Record:
╭──

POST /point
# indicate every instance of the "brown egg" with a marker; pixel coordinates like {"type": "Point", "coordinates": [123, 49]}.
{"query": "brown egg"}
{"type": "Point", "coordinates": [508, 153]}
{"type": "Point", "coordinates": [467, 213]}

╰──

Da fare: Riscrivi per favore tutti i record sostituendo "brown egg" con "white egg", senza modificare nient'altro.

Soluzione:
POST /point
# indicate every instance of the "white egg" with a marker; pixel coordinates like {"type": "Point", "coordinates": [123, 49]}.
{"query": "white egg"}
{"type": "Point", "coordinates": [508, 153]}
{"type": "Point", "coordinates": [467, 213]}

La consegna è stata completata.